**Material shown**

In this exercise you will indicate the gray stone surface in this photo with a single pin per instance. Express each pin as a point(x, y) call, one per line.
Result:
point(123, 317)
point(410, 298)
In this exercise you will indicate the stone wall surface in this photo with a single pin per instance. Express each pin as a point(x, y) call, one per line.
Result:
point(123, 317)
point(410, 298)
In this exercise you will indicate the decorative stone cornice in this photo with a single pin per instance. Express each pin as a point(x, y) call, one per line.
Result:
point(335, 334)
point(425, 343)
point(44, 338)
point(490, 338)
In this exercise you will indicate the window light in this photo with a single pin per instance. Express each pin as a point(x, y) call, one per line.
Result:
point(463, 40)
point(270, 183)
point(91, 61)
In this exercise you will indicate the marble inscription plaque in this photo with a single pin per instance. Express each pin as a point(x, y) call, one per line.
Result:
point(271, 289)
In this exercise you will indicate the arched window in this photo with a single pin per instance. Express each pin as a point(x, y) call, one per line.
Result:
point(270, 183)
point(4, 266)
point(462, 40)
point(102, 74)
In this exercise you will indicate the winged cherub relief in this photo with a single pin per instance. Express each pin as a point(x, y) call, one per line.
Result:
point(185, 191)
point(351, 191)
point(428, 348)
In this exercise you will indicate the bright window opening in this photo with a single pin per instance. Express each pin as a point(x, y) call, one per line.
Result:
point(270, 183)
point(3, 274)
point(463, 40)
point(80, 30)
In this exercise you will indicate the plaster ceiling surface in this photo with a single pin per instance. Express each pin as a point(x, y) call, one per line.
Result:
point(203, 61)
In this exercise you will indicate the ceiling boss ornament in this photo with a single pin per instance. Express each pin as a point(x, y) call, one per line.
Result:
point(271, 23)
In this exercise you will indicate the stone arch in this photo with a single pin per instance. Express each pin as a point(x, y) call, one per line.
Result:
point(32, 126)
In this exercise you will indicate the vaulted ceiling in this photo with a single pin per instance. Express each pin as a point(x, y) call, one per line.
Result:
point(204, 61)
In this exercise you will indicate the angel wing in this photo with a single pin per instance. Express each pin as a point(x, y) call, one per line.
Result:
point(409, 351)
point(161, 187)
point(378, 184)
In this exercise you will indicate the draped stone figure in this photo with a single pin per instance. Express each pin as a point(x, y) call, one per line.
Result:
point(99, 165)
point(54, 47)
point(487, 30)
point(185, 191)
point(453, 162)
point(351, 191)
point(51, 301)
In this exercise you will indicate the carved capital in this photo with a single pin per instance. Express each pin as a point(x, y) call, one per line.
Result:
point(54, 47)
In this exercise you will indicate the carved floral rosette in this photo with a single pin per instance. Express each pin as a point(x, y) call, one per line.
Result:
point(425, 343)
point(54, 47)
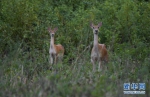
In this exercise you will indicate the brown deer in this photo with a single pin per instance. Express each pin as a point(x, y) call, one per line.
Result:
point(99, 51)
point(56, 51)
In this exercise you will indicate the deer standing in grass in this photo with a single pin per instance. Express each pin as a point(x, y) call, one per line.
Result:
point(56, 51)
point(99, 51)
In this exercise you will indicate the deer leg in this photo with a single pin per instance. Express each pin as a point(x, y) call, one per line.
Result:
point(55, 59)
point(51, 59)
point(100, 65)
point(93, 62)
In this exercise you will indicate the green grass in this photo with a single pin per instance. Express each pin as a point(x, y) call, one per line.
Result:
point(28, 74)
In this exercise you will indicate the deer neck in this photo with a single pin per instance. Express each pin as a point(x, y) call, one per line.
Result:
point(95, 40)
point(52, 42)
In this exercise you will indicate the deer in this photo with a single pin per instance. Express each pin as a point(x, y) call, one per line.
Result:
point(99, 52)
point(56, 51)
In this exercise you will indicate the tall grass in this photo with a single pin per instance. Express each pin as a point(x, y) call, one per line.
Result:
point(28, 74)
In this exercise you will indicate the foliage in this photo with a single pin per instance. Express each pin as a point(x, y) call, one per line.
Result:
point(24, 57)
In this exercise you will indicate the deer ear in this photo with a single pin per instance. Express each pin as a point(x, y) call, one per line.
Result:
point(91, 25)
point(55, 29)
point(49, 29)
point(100, 24)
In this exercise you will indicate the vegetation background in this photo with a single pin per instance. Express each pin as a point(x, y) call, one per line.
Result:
point(24, 47)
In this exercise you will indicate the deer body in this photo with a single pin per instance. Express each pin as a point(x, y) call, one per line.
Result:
point(56, 51)
point(99, 51)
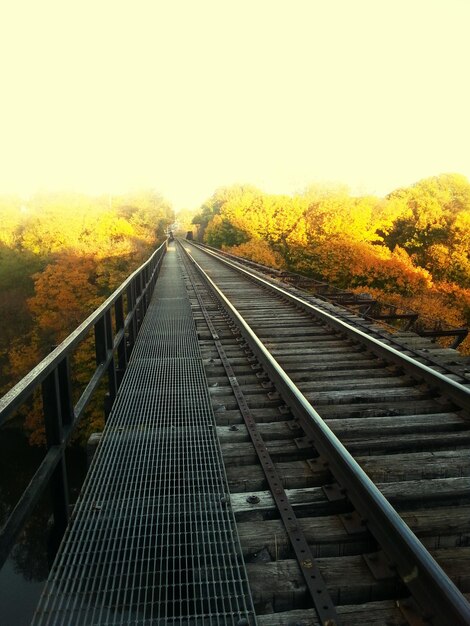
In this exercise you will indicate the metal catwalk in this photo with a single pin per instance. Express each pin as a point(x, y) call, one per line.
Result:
point(152, 538)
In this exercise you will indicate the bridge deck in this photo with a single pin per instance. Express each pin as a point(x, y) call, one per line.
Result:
point(152, 540)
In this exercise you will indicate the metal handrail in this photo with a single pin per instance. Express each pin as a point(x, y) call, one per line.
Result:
point(429, 584)
point(124, 311)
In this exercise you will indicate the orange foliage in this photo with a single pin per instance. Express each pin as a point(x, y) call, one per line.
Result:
point(257, 250)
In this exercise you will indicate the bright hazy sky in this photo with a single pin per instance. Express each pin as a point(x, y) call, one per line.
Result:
point(186, 96)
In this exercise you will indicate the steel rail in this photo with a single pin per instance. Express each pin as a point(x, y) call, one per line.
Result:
point(440, 600)
point(308, 565)
point(458, 392)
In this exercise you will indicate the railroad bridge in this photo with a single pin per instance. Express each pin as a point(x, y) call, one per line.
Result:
point(269, 457)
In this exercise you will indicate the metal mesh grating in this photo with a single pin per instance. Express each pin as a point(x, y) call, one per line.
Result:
point(152, 540)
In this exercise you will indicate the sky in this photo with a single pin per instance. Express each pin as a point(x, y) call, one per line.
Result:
point(182, 96)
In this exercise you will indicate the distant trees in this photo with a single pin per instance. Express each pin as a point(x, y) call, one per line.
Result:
point(412, 245)
point(60, 256)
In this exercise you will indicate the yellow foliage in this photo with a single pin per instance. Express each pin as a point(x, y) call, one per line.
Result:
point(257, 250)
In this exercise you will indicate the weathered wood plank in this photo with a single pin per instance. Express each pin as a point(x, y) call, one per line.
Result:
point(385, 613)
point(280, 584)
point(399, 493)
point(294, 475)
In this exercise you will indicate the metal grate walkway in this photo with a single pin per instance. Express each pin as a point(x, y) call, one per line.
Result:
point(152, 539)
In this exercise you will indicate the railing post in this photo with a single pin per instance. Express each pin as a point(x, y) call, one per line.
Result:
point(65, 386)
point(52, 402)
point(132, 333)
point(112, 381)
point(121, 350)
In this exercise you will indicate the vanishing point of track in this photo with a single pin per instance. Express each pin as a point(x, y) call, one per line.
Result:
point(321, 544)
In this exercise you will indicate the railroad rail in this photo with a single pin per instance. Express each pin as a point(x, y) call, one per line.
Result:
point(398, 403)
point(344, 493)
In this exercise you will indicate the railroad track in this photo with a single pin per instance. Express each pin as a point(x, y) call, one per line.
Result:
point(321, 544)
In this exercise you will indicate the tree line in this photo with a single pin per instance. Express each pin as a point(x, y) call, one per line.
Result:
point(410, 248)
point(61, 255)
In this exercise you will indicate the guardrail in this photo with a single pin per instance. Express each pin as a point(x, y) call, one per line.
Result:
point(115, 325)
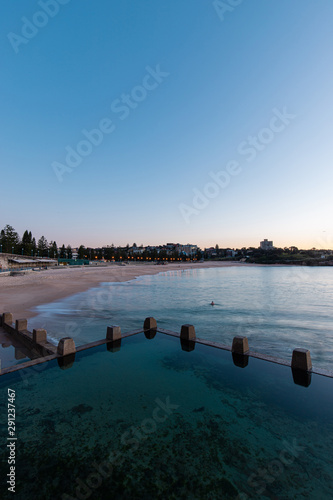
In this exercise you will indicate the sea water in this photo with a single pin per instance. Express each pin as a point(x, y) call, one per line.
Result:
point(151, 420)
point(277, 308)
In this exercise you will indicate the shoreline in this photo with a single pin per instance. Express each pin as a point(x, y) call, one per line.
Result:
point(20, 295)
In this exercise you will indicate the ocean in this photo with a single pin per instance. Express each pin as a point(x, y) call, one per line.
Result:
point(277, 308)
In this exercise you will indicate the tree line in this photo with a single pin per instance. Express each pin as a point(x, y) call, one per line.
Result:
point(11, 242)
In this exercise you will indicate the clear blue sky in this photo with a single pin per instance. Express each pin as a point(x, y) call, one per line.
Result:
point(179, 88)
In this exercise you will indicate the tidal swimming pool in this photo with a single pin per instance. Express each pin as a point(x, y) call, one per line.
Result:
point(148, 419)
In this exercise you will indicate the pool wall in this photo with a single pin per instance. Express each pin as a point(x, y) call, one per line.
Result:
point(301, 365)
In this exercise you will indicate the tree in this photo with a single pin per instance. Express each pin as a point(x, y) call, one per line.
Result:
point(81, 252)
point(42, 246)
point(53, 249)
point(26, 242)
point(9, 239)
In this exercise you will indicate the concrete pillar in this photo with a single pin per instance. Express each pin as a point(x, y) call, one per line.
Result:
point(301, 377)
point(150, 334)
point(19, 354)
point(113, 346)
point(113, 333)
point(187, 345)
point(7, 318)
point(21, 325)
point(39, 335)
point(301, 360)
point(66, 346)
point(240, 345)
point(187, 332)
point(150, 324)
point(66, 361)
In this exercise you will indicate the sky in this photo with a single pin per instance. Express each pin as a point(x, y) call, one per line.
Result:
point(193, 121)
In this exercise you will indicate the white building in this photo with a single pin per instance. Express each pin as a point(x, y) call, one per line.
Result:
point(266, 245)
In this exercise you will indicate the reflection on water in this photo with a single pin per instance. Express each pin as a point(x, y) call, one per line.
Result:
point(151, 420)
point(277, 308)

**Goal of the exercise**
Transcribe exactly the line containing "In this exercise you will indicate the shoreline" and all remaining lines of the material, ending with the last one.

**Task answer**
In this exercise you will indicate the shoreline in this photo with a single pin per instance. Express each pin as a point(x, y) call, one per line.
Result:
point(20, 295)
In this exercise you will indicate the ocean in this photo with a single pin per instance. Express each pin as a point(x, y) call, one per line.
Result:
point(277, 308)
In this exercise you will indicate the tree line in this photo with a single pin per instance. Express each pin as a point(x, y) call, one per line.
Result:
point(11, 242)
In this exercise you will indicate the clear blue sky in this photo with a single pin per instance. Express each pin as a point(x, y) call, one per line.
Result:
point(179, 88)
In this exercise you will indicate the tidal swimming pool in this photo with a single pin per instance. Express each pin as a point(x, y) call, one per line.
Result:
point(148, 419)
In this exercise you will indicate the pool wall in this photo with a single pin per instance. Express each pin as a point(x, y) call, one per line.
Result:
point(301, 365)
In this exercise you will indicate the tree in this photo with a single pin per instance. Express each pin as a point(x, y) call, one per line.
Result:
point(81, 252)
point(42, 246)
point(53, 249)
point(26, 242)
point(9, 239)
In this exercise you will indicate the concrete pillar in this photo with a single pin per instance. Express each pin as a point(x, y) call, one per line.
Result:
point(301, 377)
point(150, 334)
point(19, 354)
point(113, 346)
point(113, 333)
point(187, 345)
point(7, 318)
point(21, 325)
point(39, 335)
point(301, 360)
point(66, 346)
point(240, 345)
point(187, 332)
point(150, 324)
point(66, 361)
In this exercise you will indicate the sky in this photo with a single pin per instance. Express each pin as a point(x, y) call, one per line.
Result:
point(193, 121)
In this exercise you will indicate the white building in this photo with a single pin per instance. Express each pin as a point(x, y) call, one per line.
Result:
point(266, 245)
In this exercise you will indicate the reflection on water in this photo with a single pin per instance. Express each pin as a point(x, y) call, one per line.
Result:
point(151, 420)
point(277, 308)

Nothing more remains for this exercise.